-- Record list start --

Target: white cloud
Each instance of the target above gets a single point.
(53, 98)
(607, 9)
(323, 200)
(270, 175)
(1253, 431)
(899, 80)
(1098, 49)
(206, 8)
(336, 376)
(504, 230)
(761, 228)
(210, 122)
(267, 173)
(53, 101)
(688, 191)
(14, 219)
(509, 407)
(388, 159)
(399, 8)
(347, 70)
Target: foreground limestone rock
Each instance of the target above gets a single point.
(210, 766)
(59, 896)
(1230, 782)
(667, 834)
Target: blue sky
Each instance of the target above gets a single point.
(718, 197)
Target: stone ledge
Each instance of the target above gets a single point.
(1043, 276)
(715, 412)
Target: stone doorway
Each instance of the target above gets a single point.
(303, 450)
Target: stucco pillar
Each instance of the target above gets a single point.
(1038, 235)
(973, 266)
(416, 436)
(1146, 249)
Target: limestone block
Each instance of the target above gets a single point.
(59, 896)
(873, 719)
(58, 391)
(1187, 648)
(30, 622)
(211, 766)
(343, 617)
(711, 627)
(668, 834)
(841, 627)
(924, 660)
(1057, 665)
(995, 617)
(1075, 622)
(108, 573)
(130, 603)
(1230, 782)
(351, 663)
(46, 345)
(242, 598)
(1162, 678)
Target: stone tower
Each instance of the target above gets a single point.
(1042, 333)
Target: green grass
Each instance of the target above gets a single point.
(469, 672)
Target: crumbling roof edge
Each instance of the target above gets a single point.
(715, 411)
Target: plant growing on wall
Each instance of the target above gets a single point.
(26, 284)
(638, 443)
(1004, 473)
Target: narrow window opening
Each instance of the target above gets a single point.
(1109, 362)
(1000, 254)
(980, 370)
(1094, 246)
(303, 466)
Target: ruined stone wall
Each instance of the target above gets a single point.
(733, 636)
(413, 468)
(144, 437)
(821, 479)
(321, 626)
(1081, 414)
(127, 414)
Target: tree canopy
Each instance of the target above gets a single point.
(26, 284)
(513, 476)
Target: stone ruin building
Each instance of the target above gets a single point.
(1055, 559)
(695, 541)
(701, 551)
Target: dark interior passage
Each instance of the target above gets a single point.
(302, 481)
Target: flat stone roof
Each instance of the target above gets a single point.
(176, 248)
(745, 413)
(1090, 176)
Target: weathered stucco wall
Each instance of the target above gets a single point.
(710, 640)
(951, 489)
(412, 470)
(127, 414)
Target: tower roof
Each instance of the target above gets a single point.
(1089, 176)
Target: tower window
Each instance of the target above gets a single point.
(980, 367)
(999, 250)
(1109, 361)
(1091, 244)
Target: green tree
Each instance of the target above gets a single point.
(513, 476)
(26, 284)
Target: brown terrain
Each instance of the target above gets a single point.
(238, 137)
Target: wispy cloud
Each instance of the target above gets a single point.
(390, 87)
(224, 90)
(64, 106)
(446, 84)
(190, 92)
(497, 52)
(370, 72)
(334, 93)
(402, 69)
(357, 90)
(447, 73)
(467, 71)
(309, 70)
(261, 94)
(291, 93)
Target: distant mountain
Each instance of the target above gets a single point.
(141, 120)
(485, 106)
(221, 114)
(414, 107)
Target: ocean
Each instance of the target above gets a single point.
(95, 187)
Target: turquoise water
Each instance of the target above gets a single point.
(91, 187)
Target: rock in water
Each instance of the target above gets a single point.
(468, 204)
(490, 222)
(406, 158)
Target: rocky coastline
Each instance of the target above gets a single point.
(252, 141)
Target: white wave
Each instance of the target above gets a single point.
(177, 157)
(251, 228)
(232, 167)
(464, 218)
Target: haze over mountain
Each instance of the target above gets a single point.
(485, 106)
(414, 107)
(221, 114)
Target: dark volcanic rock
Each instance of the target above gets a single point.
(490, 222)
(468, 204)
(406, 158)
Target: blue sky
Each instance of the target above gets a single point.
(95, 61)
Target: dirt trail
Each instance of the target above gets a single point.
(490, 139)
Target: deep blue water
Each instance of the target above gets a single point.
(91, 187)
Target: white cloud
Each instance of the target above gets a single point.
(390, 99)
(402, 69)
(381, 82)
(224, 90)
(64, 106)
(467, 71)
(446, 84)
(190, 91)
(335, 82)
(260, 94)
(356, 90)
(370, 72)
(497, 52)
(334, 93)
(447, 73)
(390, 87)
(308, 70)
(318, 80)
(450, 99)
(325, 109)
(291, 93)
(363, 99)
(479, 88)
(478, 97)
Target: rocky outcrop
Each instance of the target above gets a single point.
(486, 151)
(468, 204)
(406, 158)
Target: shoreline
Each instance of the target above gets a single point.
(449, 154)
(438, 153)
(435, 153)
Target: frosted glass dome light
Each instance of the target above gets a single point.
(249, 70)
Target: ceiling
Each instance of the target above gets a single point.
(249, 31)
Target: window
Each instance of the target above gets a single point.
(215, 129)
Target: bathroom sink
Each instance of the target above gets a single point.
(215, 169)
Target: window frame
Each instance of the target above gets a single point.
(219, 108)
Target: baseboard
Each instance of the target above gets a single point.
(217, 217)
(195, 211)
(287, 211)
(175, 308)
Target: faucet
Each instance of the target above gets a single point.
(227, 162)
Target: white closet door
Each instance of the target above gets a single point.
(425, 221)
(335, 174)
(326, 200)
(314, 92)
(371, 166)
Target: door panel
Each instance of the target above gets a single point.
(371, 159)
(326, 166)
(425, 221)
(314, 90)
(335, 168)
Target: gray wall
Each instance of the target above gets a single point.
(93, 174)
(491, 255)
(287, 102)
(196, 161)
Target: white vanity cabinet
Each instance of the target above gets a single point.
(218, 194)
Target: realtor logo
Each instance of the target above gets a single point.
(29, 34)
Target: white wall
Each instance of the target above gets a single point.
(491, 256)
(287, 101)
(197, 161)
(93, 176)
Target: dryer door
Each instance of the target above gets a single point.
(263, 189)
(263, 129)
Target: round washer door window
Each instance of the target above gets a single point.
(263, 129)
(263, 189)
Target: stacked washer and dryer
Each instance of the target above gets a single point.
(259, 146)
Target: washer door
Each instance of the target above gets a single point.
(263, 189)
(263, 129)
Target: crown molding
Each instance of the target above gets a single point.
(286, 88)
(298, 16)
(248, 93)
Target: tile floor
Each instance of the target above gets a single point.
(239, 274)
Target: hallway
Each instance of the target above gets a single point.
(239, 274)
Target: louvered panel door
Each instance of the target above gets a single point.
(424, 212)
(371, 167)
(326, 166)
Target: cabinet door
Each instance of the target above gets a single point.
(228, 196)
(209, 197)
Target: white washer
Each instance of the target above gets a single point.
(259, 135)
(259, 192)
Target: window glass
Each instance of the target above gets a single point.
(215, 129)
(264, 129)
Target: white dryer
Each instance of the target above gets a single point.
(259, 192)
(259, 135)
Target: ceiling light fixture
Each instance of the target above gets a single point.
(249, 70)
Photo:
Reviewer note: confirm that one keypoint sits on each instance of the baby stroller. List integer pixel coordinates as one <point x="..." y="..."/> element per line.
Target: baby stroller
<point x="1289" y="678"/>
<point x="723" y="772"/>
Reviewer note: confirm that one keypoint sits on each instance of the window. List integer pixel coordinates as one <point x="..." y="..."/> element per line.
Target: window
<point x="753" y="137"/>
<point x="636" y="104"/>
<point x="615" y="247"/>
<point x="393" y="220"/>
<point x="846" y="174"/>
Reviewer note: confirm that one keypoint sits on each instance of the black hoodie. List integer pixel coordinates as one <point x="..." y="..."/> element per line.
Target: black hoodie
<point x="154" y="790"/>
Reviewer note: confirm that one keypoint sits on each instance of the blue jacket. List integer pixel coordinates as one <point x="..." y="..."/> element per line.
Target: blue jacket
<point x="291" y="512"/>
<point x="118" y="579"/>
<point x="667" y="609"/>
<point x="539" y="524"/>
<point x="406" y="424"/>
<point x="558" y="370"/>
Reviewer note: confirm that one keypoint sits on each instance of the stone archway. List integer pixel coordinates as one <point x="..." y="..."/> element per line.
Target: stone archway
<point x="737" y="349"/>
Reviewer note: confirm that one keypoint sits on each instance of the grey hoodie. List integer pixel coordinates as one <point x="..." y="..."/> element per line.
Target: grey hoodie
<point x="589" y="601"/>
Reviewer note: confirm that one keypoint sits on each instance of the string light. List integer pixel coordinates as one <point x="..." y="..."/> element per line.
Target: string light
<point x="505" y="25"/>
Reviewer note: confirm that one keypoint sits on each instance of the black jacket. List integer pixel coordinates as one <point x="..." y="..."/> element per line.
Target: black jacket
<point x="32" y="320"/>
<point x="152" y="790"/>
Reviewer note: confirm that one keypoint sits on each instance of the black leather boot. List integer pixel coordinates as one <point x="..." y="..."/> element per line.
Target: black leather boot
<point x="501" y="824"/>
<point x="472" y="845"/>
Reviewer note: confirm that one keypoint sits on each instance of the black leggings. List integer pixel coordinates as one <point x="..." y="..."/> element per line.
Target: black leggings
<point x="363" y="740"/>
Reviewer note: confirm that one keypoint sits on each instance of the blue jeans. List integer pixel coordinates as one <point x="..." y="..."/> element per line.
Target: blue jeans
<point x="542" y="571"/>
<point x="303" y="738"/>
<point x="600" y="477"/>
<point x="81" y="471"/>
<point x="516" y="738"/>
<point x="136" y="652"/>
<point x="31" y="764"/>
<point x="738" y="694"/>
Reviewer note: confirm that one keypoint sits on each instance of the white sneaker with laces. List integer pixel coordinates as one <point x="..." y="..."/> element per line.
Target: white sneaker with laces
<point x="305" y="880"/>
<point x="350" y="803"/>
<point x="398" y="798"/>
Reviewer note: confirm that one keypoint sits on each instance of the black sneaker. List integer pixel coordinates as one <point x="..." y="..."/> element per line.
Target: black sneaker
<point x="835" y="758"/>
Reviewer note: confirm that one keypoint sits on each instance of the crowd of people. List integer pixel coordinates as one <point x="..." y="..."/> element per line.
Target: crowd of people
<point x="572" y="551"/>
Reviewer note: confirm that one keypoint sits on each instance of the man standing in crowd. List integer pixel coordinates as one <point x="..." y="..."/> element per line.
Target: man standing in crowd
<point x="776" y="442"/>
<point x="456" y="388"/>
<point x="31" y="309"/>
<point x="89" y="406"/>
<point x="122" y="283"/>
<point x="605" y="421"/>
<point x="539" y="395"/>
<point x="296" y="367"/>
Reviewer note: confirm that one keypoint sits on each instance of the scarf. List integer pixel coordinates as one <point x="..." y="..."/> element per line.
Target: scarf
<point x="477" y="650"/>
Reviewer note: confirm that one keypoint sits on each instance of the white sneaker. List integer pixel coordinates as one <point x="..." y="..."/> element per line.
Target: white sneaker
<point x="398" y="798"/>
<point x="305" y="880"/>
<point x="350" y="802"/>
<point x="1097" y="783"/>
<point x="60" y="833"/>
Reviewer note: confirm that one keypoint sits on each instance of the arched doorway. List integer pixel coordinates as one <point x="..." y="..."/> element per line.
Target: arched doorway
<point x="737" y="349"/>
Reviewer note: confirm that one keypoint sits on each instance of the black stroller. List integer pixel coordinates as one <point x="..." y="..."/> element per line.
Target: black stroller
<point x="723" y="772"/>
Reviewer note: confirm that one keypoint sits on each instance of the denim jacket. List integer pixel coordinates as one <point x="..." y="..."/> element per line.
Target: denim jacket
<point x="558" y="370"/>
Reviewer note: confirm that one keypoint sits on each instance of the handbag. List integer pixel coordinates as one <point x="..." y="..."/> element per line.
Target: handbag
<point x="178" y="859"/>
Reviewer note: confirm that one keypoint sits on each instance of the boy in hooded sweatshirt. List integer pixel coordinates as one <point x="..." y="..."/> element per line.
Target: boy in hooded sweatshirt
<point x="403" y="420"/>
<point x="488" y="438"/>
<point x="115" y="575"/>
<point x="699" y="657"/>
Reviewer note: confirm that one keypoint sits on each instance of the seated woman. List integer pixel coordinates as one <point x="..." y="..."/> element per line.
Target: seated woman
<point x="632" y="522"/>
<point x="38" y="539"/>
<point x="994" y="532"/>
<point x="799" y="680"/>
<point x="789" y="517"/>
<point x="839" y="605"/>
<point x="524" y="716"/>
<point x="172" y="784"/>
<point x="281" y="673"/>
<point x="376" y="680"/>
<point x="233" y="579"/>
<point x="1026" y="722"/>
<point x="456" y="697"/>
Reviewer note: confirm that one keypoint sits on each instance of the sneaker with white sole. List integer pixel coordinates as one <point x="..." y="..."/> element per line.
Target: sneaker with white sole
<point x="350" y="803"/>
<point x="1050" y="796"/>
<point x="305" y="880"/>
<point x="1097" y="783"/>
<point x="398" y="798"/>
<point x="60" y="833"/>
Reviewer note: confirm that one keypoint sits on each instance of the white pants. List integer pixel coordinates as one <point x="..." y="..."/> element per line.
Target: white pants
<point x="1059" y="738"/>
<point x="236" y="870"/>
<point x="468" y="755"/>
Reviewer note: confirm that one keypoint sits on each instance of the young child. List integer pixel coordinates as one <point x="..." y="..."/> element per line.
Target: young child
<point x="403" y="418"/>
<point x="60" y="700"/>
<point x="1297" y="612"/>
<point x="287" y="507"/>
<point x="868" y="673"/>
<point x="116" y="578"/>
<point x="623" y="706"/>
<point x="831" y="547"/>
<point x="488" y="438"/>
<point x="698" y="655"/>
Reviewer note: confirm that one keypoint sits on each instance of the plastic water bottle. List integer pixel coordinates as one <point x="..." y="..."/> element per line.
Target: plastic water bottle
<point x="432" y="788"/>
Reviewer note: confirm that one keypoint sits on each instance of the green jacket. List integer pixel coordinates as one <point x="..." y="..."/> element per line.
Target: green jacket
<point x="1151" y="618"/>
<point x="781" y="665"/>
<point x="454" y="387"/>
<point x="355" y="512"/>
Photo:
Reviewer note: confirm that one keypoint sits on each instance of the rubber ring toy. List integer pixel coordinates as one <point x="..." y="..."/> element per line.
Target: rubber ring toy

-- Record list end --

_Aim_
Retype, line for line, the lines starting with the one containing "of the plastic" and going on through the end of the material.

_Task solution_
Reviewer note: confirm that one keypoint sits on each instance of the plastic water bottle. List integer pixel coordinates as one <point x="..." y="..."/> element per line.
Target: plastic water bottle
<point x="432" y="788"/>
Reviewer note: confirm that one keypoint sits on each instance of the green jacket. List integer pixel coordinates as one <point x="..." y="..."/> element per line.
Target: green jacket
<point x="1151" y="618"/>
<point x="781" y="665"/>
<point x="454" y="387"/>
<point x="355" y="512"/>
Photo:
Reviewer note: confirm that one keypoint sits on each instance of the rubber ring toy. List integer pixel coordinates as one <point x="..." y="..."/> element per line.
Target: rubber ring toy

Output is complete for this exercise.